* _RECORDS TO USE_
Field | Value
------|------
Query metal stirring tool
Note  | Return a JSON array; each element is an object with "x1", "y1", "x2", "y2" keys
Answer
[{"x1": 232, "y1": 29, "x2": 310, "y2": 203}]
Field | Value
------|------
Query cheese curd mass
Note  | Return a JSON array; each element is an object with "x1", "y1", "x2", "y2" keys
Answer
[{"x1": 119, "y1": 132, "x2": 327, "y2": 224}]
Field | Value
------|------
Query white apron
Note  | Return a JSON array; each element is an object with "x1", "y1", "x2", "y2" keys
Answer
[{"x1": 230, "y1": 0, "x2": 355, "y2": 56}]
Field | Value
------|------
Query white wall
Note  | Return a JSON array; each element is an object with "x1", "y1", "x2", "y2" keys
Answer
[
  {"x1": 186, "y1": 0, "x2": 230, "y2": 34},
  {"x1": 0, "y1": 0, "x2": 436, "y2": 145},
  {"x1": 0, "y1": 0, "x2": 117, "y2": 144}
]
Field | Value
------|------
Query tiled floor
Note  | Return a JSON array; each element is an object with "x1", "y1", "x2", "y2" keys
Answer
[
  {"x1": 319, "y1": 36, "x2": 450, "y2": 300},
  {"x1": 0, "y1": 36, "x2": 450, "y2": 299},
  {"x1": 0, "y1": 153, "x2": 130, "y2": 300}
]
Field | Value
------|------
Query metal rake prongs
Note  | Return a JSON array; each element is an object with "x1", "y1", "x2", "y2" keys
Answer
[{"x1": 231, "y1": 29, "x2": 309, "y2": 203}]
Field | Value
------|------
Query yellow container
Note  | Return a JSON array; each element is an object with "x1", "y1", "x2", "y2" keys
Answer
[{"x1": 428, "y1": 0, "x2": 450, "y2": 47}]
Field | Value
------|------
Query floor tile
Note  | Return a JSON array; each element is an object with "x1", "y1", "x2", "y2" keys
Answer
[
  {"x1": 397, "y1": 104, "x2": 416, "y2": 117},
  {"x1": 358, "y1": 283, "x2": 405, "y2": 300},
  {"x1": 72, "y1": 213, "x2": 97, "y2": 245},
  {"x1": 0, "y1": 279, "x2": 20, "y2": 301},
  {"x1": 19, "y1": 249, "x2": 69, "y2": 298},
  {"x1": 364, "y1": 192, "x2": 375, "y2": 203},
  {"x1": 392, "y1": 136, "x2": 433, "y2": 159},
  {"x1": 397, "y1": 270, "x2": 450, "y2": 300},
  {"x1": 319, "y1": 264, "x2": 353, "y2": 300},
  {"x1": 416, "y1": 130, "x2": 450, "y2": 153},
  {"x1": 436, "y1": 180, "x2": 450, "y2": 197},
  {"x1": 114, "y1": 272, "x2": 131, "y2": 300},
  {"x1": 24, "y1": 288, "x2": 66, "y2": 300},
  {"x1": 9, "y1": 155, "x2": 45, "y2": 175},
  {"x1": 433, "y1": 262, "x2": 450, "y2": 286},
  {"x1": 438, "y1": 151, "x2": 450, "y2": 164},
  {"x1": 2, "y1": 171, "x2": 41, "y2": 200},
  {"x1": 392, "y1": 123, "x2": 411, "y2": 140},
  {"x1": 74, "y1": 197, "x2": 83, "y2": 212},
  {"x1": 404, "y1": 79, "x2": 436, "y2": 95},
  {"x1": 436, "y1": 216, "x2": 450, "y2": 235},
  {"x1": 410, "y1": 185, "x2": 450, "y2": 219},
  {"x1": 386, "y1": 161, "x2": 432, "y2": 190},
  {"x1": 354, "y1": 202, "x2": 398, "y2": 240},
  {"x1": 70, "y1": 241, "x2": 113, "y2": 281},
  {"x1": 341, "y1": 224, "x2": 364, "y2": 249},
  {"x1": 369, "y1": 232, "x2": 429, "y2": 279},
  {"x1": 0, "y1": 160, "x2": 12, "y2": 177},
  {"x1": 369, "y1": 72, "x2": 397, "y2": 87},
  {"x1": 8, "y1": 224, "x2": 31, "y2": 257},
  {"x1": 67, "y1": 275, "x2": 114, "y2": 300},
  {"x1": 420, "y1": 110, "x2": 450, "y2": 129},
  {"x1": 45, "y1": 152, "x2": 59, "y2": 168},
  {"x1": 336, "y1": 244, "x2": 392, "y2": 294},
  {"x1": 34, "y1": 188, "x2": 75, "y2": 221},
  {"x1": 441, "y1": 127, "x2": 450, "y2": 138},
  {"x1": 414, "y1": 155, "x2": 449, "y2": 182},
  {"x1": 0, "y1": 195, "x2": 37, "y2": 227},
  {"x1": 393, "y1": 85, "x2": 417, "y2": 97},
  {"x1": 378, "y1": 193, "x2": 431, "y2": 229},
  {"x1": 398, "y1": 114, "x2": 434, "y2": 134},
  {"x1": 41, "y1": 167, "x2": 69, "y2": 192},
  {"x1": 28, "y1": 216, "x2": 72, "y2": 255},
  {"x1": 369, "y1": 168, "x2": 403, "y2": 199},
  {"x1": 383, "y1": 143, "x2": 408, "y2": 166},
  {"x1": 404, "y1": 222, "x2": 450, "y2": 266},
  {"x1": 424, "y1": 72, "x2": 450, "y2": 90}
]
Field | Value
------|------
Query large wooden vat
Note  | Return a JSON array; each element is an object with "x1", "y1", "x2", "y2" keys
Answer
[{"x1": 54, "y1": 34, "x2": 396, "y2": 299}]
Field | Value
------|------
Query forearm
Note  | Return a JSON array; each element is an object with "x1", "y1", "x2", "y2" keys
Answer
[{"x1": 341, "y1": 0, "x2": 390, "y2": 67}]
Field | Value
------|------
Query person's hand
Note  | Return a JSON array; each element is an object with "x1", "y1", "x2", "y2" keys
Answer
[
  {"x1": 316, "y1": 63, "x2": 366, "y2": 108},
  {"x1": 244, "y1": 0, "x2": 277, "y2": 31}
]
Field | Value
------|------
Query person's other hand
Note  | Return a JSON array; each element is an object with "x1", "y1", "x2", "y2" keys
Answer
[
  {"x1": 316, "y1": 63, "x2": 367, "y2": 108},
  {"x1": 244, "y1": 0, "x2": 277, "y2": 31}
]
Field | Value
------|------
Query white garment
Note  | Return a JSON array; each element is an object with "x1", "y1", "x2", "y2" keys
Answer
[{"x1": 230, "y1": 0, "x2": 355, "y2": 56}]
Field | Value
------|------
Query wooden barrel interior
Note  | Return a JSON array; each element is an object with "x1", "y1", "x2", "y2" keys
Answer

* _AIM_
Every line above needs to be retyped exactly.

* _THE SOLUTION_
Field | Value
------|------
Query metal stirring tool
Note  | Return a JSON array; each element is an object with "x1", "y1", "x2", "y2" keys
Answer
[{"x1": 232, "y1": 29, "x2": 310, "y2": 203}]
Field | Value
------|------
Query cheese curd mass
Note  | Return a JSON array; each element is an object with "x1", "y1", "x2", "y2" keys
Answer
[{"x1": 119, "y1": 132, "x2": 327, "y2": 224}]
Field | Value
------|------
Query white apron
Note  | Return a JSON array; each element is an object with "x1", "y1", "x2", "y2" keys
Answer
[{"x1": 230, "y1": 0, "x2": 355, "y2": 56}]
Field | Value
------|------
Query white wall
Note  | Return a JSON array; each element is an object with "x1", "y1", "x2", "y2" keys
Answer
[
  {"x1": 186, "y1": 0, "x2": 230, "y2": 34},
  {"x1": 0, "y1": 0, "x2": 436, "y2": 145},
  {"x1": 0, "y1": 0, "x2": 117, "y2": 144}
]
Field | Value
------|------
Query tiled floor
Note  | Return a JSON array; each element is an object with "x1", "y1", "x2", "y2" keys
Answer
[
  {"x1": 319, "y1": 36, "x2": 450, "y2": 300},
  {"x1": 0, "y1": 36, "x2": 450, "y2": 299},
  {"x1": 0, "y1": 153, "x2": 130, "y2": 300}
]
Field | Value
------|------
Query metal rake prongs
Note  | Return a JSON array; each element is an object with "x1", "y1", "x2", "y2" keys
Answer
[{"x1": 231, "y1": 29, "x2": 309, "y2": 203}]
Field | Value
------|------
Query yellow container
Note  | Return a JSON array; each element is an object with "x1", "y1", "x2", "y2" keys
Answer
[{"x1": 428, "y1": 0, "x2": 450, "y2": 47}]
Field | Value
------|------
Query floor tile
Note  | Return a JSON array; each element is an object with "x1", "y1", "x2", "y2" keys
Answer
[
  {"x1": 397, "y1": 104, "x2": 416, "y2": 117},
  {"x1": 358, "y1": 283, "x2": 405, "y2": 300},
  {"x1": 72, "y1": 213, "x2": 97, "y2": 245},
  {"x1": 0, "y1": 279, "x2": 20, "y2": 301},
  {"x1": 19, "y1": 249, "x2": 69, "y2": 298},
  {"x1": 364, "y1": 192, "x2": 375, "y2": 203},
  {"x1": 392, "y1": 136, "x2": 433, "y2": 159},
  {"x1": 397, "y1": 270, "x2": 450, "y2": 300},
  {"x1": 319, "y1": 264, "x2": 353, "y2": 300},
  {"x1": 416, "y1": 130, "x2": 450, "y2": 153},
  {"x1": 436, "y1": 180, "x2": 450, "y2": 197},
  {"x1": 114, "y1": 272, "x2": 131, "y2": 300},
  {"x1": 24, "y1": 288, "x2": 66, "y2": 300},
  {"x1": 9, "y1": 155, "x2": 45, "y2": 175},
  {"x1": 433, "y1": 262, "x2": 450, "y2": 286},
  {"x1": 438, "y1": 151, "x2": 450, "y2": 164},
  {"x1": 2, "y1": 171, "x2": 41, "y2": 200},
  {"x1": 392, "y1": 123, "x2": 411, "y2": 140},
  {"x1": 74, "y1": 197, "x2": 83, "y2": 212},
  {"x1": 404, "y1": 79, "x2": 436, "y2": 95},
  {"x1": 436, "y1": 216, "x2": 450, "y2": 235},
  {"x1": 410, "y1": 185, "x2": 450, "y2": 219},
  {"x1": 386, "y1": 161, "x2": 432, "y2": 190},
  {"x1": 354, "y1": 202, "x2": 398, "y2": 240},
  {"x1": 70, "y1": 241, "x2": 113, "y2": 281},
  {"x1": 341, "y1": 224, "x2": 364, "y2": 249},
  {"x1": 369, "y1": 232, "x2": 429, "y2": 279},
  {"x1": 0, "y1": 160, "x2": 12, "y2": 177},
  {"x1": 369, "y1": 72, "x2": 397, "y2": 87},
  {"x1": 8, "y1": 224, "x2": 31, "y2": 257},
  {"x1": 67, "y1": 275, "x2": 114, "y2": 300},
  {"x1": 420, "y1": 110, "x2": 450, "y2": 129},
  {"x1": 45, "y1": 152, "x2": 59, "y2": 168},
  {"x1": 336, "y1": 244, "x2": 392, "y2": 294},
  {"x1": 34, "y1": 188, "x2": 75, "y2": 221},
  {"x1": 441, "y1": 127, "x2": 450, "y2": 138},
  {"x1": 414, "y1": 155, "x2": 449, "y2": 182},
  {"x1": 0, "y1": 195, "x2": 37, "y2": 227},
  {"x1": 393, "y1": 85, "x2": 417, "y2": 97},
  {"x1": 378, "y1": 193, "x2": 431, "y2": 229},
  {"x1": 398, "y1": 114, "x2": 434, "y2": 134},
  {"x1": 41, "y1": 167, "x2": 69, "y2": 192},
  {"x1": 28, "y1": 216, "x2": 72, "y2": 255},
  {"x1": 369, "y1": 168, "x2": 403, "y2": 199},
  {"x1": 383, "y1": 143, "x2": 408, "y2": 166},
  {"x1": 404, "y1": 222, "x2": 450, "y2": 266},
  {"x1": 424, "y1": 72, "x2": 450, "y2": 90}
]
Field | Value
------|------
Query large wooden vat
Note  | Return a JSON array; each element is an object with "x1", "y1", "x2", "y2" keys
Answer
[{"x1": 54, "y1": 34, "x2": 396, "y2": 299}]
Field | Value
------|------
Query forearm
Note  | Return a JSON array; each element is an object with "x1", "y1", "x2", "y2" keys
Answer
[{"x1": 341, "y1": 0, "x2": 390, "y2": 67}]
Field | Value
------|------
Query person's hand
Note  | Return a JSON array; each element is an object with "x1", "y1", "x2", "y2" keys
Answer
[
  {"x1": 316, "y1": 63, "x2": 366, "y2": 108},
  {"x1": 244, "y1": 0, "x2": 277, "y2": 31}
]
Field | Value
------|------
Query person's other hand
Note  | Return a JSON array; each element is an object with "x1", "y1", "x2", "y2" keys
Answer
[
  {"x1": 316, "y1": 63, "x2": 367, "y2": 108},
  {"x1": 244, "y1": 0, "x2": 277, "y2": 31}
]
Field | Value
------|------
Query white garment
Note  | Return a JSON array; each element is an object with "x1", "y1", "x2", "y2" keys
Answer
[{"x1": 230, "y1": 0, "x2": 355, "y2": 56}]
Field | Value
------|------
Query wooden barrel interior
Note  | Return a JSON array; each element is an object with "x1", "y1", "x2", "y2" keys
Answer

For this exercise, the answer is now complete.